Point annotation dataset records
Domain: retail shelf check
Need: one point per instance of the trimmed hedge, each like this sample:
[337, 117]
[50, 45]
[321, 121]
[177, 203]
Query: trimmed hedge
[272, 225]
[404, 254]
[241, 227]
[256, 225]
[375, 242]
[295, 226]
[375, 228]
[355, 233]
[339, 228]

---

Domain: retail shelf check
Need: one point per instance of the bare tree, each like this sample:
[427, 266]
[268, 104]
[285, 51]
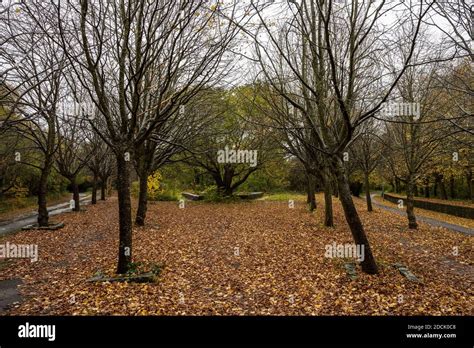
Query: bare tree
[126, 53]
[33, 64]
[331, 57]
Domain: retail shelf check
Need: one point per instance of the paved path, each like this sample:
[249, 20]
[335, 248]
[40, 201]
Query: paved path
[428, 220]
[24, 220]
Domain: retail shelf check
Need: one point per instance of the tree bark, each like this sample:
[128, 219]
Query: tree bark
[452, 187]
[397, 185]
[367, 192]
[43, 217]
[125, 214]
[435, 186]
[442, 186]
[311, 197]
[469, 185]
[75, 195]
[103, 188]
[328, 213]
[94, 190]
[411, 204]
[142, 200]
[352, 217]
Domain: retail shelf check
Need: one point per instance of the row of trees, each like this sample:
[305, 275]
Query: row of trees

■ **Challenge**: Pull out every line of the items above that contains the word "paved", treating uppercase and lowercase as different.

■ **Solution to this exercise**:
Need: one point per instance of the paved path, each like this sample:
Query: paved path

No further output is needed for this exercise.